# GIVEN ENTRIES
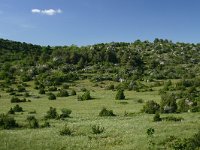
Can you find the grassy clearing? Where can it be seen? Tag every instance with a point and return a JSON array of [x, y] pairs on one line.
[[121, 132]]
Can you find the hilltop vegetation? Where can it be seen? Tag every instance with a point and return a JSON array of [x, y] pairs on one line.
[[140, 95]]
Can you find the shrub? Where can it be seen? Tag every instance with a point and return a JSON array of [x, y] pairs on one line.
[[65, 86], [110, 87], [140, 101], [51, 96], [73, 92], [26, 94], [66, 131], [105, 112], [150, 131], [42, 91], [156, 117], [51, 113], [168, 103], [53, 88], [65, 113], [46, 125], [11, 111], [172, 118], [17, 108], [63, 93], [15, 100], [120, 95], [84, 89], [85, 96], [32, 122], [7, 122], [151, 107], [20, 88], [182, 106], [97, 129]]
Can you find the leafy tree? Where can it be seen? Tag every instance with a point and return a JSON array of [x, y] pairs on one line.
[[151, 107], [51, 113]]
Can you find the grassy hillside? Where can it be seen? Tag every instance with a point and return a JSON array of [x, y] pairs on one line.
[[163, 72]]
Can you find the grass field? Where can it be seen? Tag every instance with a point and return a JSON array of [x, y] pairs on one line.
[[121, 132]]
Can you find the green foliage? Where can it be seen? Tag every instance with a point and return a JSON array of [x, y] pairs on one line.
[[120, 95], [168, 103], [51, 113], [156, 117], [21, 88], [96, 129], [17, 100], [11, 111], [150, 131], [73, 92], [51, 96], [63, 93], [192, 143], [17, 108], [7, 122], [85, 96], [66, 131], [52, 88], [32, 122], [46, 125], [41, 91], [172, 118], [65, 113], [106, 112], [65, 86], [183, 106], [110, 87], [151, 107]]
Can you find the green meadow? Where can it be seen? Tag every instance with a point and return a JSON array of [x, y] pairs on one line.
[[126, 130]]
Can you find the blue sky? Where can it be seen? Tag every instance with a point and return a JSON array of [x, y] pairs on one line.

# WHAT IS BEING ASKED
Copy out every row above word for word, leaving out the pictures.

# ANSWER TO THIS PROBLEM
Can you find the grassy clearing? Where can it be seen? Tag every instance with a point and return a JSON array of [x, y] pairs on one line.
[[121, 132]]
Can you find the hilltop vegetation? Where can it be seen? Tag every instance with a point and return a JSON array of [x, y] pairs on one line.
[[140, 95]]
Can you find the shrub? Where can it be seen? Tag every instance with a point and return a JSON array of [x, y] pairs on one line.
[[65, 86], [110, 87], [140, 101], [51, 96], [73, 92], [26, 94], [66, 131], [105, 112], [150, 131], [42, 91], [156, 117], [51, 113], [168, 103], [53, 88], [65, 113], [46, 125], [11, 111], [172, 118], [17, 108], [63, 93], [15, 100], [120, 95], [84, 89], [85, 96], [32, 122], [7, 122], [151, 107], [20, 88], [182, 106], [97, 129]]
Can you find the leafy tree? Where can it be seen? Tag every instance with a point and return a JSON array of [x, y] pairs on one line.
[[151, 107], [51, 113]]
Can you find the grassy hillside? Where can it be seen? Tag every instance with a point and return a JSON array of [x, y] pairs on one line.
[[163, 72]]
Can you find the grass field? Where can it be seen? Tag every instance with a point and return a JSON array of [x, y] pairs on one line.
[[121, 132]]
Can you find the green foliage? Where can it be seen? Tag every instance with a point and return a JSON array of [x, y] pairs on one line.
[[120, 95], [168, 103], [51, 113], [156, 117], [21, 88], [96, 129], [17, 100], [11, 111], [150, 131], [73, 92], [51, 96], [63, 93], [192, 143], [17, 108], [7, 122], [85, 96], [66, 131], [52, 88], [32, 122], [46, 125], [41, 91], [172, 118], [65, 113], [106, 112], [65, 86], [183, 106], [110, 87], [151, 107]]
Can you find the green meadow? Where can it be seen? Tag every instance with a point and return a JSON array of [x, y] pairs on one line.
[[126, 130]]
Can you find the blue sky? Where can it be seen? Tag every instance with a point and return a JSON array of [x, y] pairs on one line.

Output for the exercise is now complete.